> Activity
In the listing below, the line containing "pin the shop awning, one dot per instance" marks the end; copy exactly every line from the first through that one.

> Provided records

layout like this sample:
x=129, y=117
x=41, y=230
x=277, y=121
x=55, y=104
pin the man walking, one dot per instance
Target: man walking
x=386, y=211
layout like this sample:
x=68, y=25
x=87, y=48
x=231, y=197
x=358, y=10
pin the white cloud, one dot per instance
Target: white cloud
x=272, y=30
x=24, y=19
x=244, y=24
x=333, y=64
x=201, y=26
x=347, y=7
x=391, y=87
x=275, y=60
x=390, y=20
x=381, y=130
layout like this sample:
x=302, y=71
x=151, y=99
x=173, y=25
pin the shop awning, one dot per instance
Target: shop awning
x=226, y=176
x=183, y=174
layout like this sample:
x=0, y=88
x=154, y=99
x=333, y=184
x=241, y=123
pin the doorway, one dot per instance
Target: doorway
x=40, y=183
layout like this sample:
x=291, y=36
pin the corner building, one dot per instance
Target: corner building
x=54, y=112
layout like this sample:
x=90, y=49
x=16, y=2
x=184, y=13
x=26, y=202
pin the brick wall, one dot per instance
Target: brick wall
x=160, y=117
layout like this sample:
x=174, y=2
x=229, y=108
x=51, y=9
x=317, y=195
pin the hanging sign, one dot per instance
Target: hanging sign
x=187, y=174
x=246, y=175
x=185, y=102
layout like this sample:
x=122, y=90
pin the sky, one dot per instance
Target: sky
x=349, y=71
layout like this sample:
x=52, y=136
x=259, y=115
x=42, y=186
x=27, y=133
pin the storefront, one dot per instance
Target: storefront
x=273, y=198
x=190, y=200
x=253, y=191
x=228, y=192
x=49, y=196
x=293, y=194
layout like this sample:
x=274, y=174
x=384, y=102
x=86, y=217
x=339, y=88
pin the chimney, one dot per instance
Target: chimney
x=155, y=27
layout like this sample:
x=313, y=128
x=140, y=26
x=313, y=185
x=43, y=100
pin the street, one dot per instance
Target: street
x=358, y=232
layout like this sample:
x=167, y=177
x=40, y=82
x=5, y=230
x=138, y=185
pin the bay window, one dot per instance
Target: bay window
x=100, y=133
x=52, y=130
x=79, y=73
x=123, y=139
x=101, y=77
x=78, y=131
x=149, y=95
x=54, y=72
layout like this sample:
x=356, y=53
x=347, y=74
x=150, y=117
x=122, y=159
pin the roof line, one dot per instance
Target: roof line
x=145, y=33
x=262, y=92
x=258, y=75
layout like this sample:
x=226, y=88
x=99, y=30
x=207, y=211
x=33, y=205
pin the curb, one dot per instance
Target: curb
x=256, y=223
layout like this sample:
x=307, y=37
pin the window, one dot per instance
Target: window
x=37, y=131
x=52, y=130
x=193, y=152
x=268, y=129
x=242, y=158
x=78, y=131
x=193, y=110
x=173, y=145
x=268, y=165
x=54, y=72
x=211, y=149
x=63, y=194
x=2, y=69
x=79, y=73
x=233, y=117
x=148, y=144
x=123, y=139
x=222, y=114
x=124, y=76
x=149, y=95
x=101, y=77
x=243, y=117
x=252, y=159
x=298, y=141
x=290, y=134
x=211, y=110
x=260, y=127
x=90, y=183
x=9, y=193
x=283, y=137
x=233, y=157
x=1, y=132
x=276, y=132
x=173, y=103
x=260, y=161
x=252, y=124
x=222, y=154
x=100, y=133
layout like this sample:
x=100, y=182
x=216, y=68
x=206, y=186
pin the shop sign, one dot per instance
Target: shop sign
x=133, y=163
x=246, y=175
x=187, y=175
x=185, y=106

> Written response
layout like this sample:
x=129, y=117
x=41, y=230
x=277, y=121
x=55, y=104
pin the man walking, one dot per instance
Target: man walking
x=386, y=211
layout like this sample:
x=68, y=25
x=87, y=48
x=231, y=197
x=358, y=10
pin the white cloud, one dot per instance
Target: white cloud
x=272, y=30
x=24, y=19
x=244, y=24
x=333, y=64
x=201, y=26
x=347, y=7
x=391, y=87
x=275, y=60
x=390, y=20
x=381, y=130
layout like this sample:
x=302, y=71
x=151, y=99
x=173, y=25
pin the shop awning, one dot per instance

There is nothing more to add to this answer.